• SHORT EXERCISE: Below are some entries; can you quote all of them exactly?

----

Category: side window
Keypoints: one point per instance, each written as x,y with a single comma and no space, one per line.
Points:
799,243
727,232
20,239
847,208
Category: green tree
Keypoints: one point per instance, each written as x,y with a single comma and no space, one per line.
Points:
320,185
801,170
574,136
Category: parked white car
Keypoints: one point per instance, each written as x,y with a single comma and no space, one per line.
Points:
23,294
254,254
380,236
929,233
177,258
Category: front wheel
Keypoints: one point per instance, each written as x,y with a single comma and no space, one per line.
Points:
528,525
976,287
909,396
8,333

----

• OUTPUT FOR THIS TASK:
Category: side window
Keypoints: one point per instance, each written as x,y with a single comma and no space, one per line.
Points:
799,243
727,232
20,239
847,208
Category: green tree
Keypoints: one point per instance, each written as x,y with a single comma and no space, one per line.
Points:
320,185
801,170
574,136
Category: parked white car
Keypoints: one point per instance, each written as x,y with a single comma and no space, one per line.
Points:
23,294
254,254
380,236
929,233
177,258
Category: front wheel
Keypoints: one point per instance, each written as x,y with a single comma and no space, one per line.
Points:
528,525
976,287
909,396
8,333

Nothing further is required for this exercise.